### YOUR ASSIGNMENT
Every entry that appears below is to be output exactly.

### INFORMATION GIVEN
^^^^
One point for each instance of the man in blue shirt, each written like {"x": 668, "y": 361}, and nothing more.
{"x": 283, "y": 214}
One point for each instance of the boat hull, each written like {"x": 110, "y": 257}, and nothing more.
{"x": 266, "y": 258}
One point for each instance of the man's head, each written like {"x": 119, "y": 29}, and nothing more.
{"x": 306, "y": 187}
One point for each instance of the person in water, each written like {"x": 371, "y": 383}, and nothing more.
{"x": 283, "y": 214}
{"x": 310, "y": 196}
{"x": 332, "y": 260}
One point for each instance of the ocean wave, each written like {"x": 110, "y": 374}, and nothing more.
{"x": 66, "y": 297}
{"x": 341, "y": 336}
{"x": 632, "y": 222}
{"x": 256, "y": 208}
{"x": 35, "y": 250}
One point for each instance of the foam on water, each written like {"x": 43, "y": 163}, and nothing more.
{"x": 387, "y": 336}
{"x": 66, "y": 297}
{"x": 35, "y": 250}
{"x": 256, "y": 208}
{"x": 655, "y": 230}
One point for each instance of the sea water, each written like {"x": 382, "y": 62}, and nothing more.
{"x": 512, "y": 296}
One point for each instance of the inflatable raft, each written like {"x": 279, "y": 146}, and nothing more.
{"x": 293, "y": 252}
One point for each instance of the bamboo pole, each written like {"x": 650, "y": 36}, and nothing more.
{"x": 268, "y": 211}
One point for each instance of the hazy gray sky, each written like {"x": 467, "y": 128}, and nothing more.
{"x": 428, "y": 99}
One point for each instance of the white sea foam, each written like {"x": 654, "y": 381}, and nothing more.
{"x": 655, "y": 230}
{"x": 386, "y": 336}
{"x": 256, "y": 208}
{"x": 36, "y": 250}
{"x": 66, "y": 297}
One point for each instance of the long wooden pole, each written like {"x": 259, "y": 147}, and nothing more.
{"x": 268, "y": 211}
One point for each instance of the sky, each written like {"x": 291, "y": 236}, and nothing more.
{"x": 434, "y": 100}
^^^^
### RESPONSE FOR THIS EXERCISE
One point for each instance of the man in blue shirt, each written like {"x": 668, "y": 361}, and nothing more.
{"x": 283, "y": 214}
One point for each instance of the boat hull, each written like {"x": 110, "y": 257}, and nothing more.
{"x": 266, "y": 258}
One point for each instance of the man's head, each written like {"x": 119, "y": 29}, and nothing more.
{"x": 306, "y": 187}
One point for each instance of the person in water, each written like {"x": 371, "y": 383}, and nothing more.
{"x": 283, "y": 214}
{"x": 310, "y": 196}
{"x": 332, "y": 260}
One point for each instance of the ocean wave, each written like {"x": 110, "y": 374}, and nothing more.
{"x": 66, "y": 297}
{"x": 341, "y": 336}
{"x": 632, "y": 222}
{"x": 256, "y": 208}
{"x": 35, "y": 250}
One point for each instance of the foam on water, each written like {"x": 43, "y": 163}, and nothing more.
{"x": 387, "y": 336}
{"x": 66, "y": 297}
{"x": 35, "y": 250}
{"x": 256, "y": 208}
{"x": 655, "y": 230}
One point for each instance of the sea water, each written like {"x": 382, "y": 62}, and nothing more.
{"x": 512, "y": 296}
One point for each instance of the inflatable raft, each written like {"x": 279, "y": 146}, and nothing more.
{"x": 293, "y": 252}
One point for each instance of the bamboo pole, each written like {"x": 650, "y": 36}, and nothing more.
{"x": 268, "y": 211}
One point for each instance of the hazy gray sky, each written like {"x": 467, "y": 128}, and nothing more.
{"x": 428, "y": 99}
One point for each instance of the white sea foam, each written like {"x": 654, "y": 381}, and nothing more.
{"x": 655, "y": 230}
{"x": 386, "y": 336}
{"x": 256, "y": 208}
{"x": 36, "y": 250}
{"x": 66, "y": 297}
One point for each instance of the long wooden pole, each written like {"x": 259, "y": 147}, and nothing more.
{"x": 268, "y": 211}
One point for each instance of the sky, each written like {"x": 291, "y": 236}, and nothing more.
{"x": 434, "y": 100}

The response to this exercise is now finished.